Stored data entries
***
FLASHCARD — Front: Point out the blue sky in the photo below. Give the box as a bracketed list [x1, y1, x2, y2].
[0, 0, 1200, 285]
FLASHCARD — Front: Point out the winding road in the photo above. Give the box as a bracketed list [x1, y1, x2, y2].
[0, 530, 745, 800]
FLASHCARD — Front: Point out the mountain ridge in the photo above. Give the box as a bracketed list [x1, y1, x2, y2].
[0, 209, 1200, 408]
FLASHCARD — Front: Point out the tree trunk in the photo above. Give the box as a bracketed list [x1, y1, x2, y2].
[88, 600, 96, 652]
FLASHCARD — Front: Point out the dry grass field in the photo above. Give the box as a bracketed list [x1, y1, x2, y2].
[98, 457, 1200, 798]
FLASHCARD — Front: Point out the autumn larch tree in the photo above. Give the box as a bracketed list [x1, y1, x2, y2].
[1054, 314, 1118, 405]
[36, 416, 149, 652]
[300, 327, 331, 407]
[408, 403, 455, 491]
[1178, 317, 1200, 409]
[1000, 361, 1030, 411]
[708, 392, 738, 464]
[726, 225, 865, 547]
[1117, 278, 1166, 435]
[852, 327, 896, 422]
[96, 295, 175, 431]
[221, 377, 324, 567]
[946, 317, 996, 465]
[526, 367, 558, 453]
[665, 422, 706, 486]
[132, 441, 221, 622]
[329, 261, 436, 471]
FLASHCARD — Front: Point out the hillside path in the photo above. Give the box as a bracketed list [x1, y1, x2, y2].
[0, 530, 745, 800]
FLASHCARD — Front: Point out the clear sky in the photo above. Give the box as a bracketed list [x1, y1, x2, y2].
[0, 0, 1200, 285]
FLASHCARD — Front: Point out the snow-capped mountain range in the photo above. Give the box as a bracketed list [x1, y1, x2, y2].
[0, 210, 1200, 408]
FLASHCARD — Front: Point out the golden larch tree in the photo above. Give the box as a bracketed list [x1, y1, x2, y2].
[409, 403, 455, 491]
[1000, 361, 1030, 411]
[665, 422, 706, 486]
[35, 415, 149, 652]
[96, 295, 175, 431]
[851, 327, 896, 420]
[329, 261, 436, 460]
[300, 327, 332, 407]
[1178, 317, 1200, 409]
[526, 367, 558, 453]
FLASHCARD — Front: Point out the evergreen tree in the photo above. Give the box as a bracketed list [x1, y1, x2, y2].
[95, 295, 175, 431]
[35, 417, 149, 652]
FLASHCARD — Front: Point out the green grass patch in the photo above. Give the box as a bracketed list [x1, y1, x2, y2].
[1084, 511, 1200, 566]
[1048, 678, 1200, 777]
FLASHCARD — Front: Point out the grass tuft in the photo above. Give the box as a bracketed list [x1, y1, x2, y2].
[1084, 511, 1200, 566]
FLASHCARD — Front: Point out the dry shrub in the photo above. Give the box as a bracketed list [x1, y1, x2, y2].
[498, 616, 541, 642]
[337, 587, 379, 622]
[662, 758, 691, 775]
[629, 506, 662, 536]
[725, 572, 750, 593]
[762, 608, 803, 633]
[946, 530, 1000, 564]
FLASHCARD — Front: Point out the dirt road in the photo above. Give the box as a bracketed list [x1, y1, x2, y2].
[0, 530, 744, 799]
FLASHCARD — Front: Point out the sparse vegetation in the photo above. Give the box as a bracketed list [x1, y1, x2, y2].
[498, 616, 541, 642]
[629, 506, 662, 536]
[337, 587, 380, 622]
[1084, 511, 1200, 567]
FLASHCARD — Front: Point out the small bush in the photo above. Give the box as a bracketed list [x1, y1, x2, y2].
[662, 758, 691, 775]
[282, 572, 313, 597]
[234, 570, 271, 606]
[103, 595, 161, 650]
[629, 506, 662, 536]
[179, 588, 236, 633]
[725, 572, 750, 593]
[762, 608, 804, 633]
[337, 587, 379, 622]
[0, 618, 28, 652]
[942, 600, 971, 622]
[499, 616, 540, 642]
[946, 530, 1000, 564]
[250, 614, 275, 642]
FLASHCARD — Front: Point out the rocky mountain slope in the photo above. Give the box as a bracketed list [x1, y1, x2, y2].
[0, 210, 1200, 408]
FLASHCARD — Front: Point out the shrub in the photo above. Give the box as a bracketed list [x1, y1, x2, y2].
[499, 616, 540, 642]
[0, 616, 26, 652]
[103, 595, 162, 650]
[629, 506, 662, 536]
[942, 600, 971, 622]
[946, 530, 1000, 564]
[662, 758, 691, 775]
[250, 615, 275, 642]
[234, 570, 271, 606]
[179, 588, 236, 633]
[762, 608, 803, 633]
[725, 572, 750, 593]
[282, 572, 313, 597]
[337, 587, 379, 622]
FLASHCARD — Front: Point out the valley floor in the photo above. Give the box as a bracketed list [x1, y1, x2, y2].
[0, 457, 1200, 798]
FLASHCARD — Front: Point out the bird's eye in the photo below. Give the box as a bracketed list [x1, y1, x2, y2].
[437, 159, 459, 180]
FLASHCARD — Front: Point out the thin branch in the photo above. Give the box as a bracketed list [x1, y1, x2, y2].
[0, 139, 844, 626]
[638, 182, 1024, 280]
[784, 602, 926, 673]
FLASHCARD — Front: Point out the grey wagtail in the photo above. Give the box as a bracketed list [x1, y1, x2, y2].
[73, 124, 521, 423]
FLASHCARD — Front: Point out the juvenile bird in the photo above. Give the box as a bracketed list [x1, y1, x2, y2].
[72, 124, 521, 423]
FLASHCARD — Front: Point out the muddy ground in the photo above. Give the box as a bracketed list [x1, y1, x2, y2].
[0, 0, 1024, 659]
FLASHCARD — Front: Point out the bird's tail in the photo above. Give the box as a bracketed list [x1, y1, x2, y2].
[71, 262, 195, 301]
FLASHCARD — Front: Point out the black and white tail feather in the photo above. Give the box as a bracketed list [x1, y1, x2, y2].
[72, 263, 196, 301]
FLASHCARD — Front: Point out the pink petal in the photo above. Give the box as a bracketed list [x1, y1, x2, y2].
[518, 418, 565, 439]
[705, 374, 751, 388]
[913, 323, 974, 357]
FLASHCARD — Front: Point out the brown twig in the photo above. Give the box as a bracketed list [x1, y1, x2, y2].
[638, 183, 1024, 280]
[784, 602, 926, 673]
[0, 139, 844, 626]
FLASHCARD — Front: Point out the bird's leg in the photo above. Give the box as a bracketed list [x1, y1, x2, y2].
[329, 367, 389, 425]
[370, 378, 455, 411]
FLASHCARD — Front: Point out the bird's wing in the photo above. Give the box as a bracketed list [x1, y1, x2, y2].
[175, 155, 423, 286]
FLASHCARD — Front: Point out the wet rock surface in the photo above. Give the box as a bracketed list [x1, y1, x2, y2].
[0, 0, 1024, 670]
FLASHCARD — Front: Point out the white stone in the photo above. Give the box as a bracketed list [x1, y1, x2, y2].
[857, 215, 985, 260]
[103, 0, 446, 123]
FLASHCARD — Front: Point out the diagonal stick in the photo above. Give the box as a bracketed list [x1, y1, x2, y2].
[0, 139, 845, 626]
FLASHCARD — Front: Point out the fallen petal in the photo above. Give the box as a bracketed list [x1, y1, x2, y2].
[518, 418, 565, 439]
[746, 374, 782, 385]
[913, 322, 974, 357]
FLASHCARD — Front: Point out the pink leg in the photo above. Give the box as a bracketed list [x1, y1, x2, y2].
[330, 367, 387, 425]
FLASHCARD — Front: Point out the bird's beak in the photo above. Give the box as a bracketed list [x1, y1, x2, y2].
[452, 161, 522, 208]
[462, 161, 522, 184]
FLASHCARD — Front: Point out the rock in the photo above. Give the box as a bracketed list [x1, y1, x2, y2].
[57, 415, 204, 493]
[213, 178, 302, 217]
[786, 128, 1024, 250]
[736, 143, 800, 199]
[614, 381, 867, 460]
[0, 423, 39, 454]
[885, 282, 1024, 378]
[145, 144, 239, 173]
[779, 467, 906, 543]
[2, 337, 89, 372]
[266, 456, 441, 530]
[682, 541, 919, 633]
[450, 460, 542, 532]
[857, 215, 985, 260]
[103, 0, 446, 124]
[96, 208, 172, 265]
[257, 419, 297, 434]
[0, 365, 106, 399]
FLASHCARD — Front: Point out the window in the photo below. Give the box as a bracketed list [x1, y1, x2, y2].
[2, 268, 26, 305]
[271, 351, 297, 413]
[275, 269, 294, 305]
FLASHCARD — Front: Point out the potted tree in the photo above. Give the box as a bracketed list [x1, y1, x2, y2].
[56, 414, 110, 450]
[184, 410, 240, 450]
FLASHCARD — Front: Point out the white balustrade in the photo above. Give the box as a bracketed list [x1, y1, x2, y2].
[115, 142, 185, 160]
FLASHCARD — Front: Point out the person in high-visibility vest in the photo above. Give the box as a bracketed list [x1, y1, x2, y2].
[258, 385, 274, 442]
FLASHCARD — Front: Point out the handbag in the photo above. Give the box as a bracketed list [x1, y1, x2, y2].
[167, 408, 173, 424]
***
▶ AIM OF THE TASK: Rewrite the listing as a numbered list, from its first line through the line containing "[0, 209, 1200, 408]", both ends included, and leave out any blank lines.

▶ THE COMPLETED TASK:
1. FLASHCARD — Front: Point out the blue sky in the photo below. Give the box as a bracketed list [x1, y1, x2, y2].
2. [0, 0, 1200, 285]
3. FLASHCARD — Front: Point out the winding road in the photo above. Give the box as a bracketed list [x1, y1, x2, y2].
4. [0, 530, 745, 800]
5. FLASHCARD — Front: Point out the mountain ridge in the photo above. Give the box as a bracketed list [x1, y1, x2, y2].
6. [0, 209, 1200, 408]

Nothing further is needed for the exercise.